■ Extrait retenu
- - - -
L’Etreinte fugitive, explique Mendelsohn dans sa préface, a été écrit avant, et constitue le premier volet de ce qui sera, avec les Disparus,un triptyque. Il s’agit d’un essai d’egohistoire, comme on parle d’autofiction. De quoi est tissée l’identité d’un individu ? Quelle est sa«grammaire», d’où vient son étymologie ? On retrouve le goût de l’auteur pour le langage, l’origine, les mythes, les tragédies et la culture grecques, qu’il pose souvent en contrepoint de son récit.

«Hobbies».Enfant, il se fait le dépositaire de l’histoire et de la légende familiales, de préférence du côté de sa mère, collectant photographies et témoignages. La généalogie le passionne autant que l’archéologie, «deux hobbies» qui le mènent à «l’apprentissage des langues». La figure centrale, comme dans les Disparus, est le grand-père maternel, séducteur polyglotte très religieux, dont une des sœurs est morte, en 1923, une semaine avant son mariage. Fasciné au point de consacrer sa thèse au thème de «la jeune épouse de la mort», Daniel Mendelsohn est également celui qui va remettre en cause le dogme. La grand-tante était en réalité mariée lorsqu’elle est morte. La famille engloutie par la folie nazie n’a pas été massacrée comme on l’a cru, elle s’est d’abord cachée dans un château (le fameux castle sur lequel repose l’énigme des Disparus). D’un côté gardien du temple, de l’autre rebelle, l’archiviste en herbe va devenir un universitaire spécialiste de littérature classique. Elément crucial : la beauté, transmise de génération en génération via le grand-père. Lorsqu’il comprend qu’il est attiré par les garçons et les amours impossibles, le jeune Daniel file vers le Sud et définit sa découverte en ces termes : «C’était là une culture que je pouvais comprendre, une culture qui avait créé une épopée romantique à partir d’une grande défaite, une civilisation qui avait su endurer la perte et des privations réelles parce qu’elle croyait en son propre mythe d’une beauté perdue, dont la possession, aussi brève et aussi lointaine fût-elle, avait élevé les exquis et déliquescents vaincus au-dessus des vulgaires et pratiques vainqueurs.» Dans sa famille, et en étudiant les Grecs, Mendelsohn dit avoir rencontré cette «fable».
- - - -
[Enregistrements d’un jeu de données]
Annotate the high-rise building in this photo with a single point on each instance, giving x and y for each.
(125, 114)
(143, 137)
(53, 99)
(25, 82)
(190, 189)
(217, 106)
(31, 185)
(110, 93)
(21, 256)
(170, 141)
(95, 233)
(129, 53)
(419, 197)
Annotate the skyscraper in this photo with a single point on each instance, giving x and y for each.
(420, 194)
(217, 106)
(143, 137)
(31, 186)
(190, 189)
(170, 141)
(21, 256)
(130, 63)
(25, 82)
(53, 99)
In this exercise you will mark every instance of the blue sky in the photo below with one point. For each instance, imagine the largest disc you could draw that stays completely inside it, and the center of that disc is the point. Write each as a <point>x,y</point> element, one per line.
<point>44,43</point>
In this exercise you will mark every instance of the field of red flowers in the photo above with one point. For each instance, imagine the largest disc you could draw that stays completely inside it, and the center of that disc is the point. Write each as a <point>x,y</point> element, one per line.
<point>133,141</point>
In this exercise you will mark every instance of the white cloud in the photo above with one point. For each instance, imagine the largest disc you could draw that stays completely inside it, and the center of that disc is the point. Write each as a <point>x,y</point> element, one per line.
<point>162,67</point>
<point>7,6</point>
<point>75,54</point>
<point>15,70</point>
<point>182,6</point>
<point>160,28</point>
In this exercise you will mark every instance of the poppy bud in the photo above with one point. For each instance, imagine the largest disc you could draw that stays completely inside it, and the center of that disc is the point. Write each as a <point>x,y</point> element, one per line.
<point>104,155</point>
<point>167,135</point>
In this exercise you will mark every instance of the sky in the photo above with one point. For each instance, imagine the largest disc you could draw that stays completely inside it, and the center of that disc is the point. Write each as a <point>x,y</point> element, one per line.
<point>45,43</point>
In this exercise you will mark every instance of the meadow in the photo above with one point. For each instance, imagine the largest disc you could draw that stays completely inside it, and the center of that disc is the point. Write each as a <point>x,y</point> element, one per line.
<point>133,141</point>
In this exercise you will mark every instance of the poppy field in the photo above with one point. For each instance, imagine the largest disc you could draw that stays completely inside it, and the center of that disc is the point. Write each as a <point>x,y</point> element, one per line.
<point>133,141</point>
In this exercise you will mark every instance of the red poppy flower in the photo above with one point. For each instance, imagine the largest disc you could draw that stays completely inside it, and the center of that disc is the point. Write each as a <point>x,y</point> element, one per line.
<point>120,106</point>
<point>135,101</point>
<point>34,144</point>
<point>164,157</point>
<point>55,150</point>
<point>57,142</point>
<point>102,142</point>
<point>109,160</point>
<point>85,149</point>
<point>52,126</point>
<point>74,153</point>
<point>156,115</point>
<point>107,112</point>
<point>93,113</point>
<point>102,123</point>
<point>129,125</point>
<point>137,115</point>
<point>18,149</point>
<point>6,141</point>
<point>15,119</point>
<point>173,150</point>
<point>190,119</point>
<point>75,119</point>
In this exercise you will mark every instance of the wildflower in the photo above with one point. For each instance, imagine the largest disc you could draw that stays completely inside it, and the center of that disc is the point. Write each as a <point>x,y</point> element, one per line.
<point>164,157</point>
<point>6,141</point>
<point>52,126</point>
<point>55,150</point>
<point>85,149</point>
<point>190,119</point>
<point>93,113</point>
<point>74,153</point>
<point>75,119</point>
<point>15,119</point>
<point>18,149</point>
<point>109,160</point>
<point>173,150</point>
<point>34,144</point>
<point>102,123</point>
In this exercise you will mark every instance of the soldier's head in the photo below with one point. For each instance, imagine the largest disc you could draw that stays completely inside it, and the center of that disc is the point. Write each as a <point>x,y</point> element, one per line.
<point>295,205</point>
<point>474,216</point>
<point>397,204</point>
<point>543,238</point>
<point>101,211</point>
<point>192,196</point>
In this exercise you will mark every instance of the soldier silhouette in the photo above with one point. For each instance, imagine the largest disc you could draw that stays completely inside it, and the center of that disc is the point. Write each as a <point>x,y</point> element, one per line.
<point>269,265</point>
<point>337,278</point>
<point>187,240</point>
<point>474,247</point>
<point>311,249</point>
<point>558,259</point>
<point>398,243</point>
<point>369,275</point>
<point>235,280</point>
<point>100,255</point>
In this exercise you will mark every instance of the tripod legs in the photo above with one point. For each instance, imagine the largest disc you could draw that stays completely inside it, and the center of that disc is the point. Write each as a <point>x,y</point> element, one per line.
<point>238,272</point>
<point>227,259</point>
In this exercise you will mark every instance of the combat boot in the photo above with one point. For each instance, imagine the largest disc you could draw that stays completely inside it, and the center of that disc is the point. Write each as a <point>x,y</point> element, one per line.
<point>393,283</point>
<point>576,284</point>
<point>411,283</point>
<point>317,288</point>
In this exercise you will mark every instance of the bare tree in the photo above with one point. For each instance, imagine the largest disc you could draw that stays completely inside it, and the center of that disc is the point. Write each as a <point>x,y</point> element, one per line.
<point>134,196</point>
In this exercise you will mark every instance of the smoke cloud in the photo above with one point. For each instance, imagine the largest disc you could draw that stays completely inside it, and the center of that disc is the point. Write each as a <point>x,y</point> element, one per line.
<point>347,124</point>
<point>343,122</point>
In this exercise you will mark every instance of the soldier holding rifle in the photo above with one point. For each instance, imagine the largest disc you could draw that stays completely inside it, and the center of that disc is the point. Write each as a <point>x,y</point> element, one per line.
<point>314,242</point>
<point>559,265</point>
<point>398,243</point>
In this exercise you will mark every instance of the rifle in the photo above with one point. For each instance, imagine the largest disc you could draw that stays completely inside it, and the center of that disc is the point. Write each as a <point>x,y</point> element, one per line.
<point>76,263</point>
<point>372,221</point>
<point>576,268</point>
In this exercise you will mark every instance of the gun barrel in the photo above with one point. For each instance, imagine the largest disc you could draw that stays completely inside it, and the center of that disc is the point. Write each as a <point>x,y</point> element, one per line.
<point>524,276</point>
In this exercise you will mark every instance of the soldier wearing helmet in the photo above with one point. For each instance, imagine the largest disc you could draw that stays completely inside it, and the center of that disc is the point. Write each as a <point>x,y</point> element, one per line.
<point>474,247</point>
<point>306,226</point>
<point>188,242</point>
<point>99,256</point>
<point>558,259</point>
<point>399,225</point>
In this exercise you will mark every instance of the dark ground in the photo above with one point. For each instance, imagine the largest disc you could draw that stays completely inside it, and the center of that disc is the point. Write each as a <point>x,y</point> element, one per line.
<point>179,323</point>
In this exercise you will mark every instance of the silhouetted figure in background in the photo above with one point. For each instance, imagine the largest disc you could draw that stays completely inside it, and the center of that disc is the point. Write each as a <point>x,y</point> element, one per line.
- - - -
■ Consigne 1
Selon l’extrait sur L’Étreinte fugitive, en quelle année la sœur du grand-père maternel est-elle morte ?
■ Consigne 2
Dressez la liste de tout ce pour quoi l’auteur a du goût, d’après la phrase de l’extrait sur L’Étreinte fugitive qui commence par « On retrouve le goût de l’auteur ».
■ Consigne 3
Reprenez, s’il vous plaît, l’extrait sur L’Étreinte fugitive à la suite de sa dernière phrase et poursuivez-le.

■ Réponse 1
En 1923, une semaine avant son mariage.

■ Réponse 2
Le langage, l’origine, les mythes, les tragédies et la culture grecques.

■ Réponse 3
On aurait tort de voir du déterminisme là où l’écrivain choisit les étincelles de la juxtaposition. Il est juif, attaché à sa mère, homosexuel, esthète et lettré. D’un côté, de l’autre, en grec «men…de» : l’Etreinte fugitive est construit sur ce rythme. D’une part, l’héritage, avec son cortège de traumatismes et de mensonges, puis le romantisme, l’étude, le retrait, d’autre part le sexe, la «culture gay»dont il décline les codes et les jeux, la géographie new-yorkaise, les signes distinctifs. Quelques allusions à la sculpture grecque s’imposent au passage, ainsi qu’une brillante digression sur les paradoxes du narcissisme. L’essentiel, pour Mendelsohn, est de montrer comment ces signes-là ne sont pas ceux du monde hétérosexuel, celui des hommes«sérieux» par opposition aux garçons. A propos des rencontres en ligne, il écrit que «la culture gay est le rêve de la masculinité, le rêve d’un monde d’éjaculations répétées et infiniment répétables. Lemariage et les femmes ont rendu ce rêve, sinon impossible, du moins impraticable dans la vie hétéro.» S’il analyse les hésitations de ses premières expériences de «drague de rue», quand il éprouve encore le besoin de faire quelques tours de pâté de maison avant de monter avec le garçon convoité, il n’hésite pas à rapprocher cette «chorégraphie» du rituel juif et funéraire observé à la mort de sa grand-mère.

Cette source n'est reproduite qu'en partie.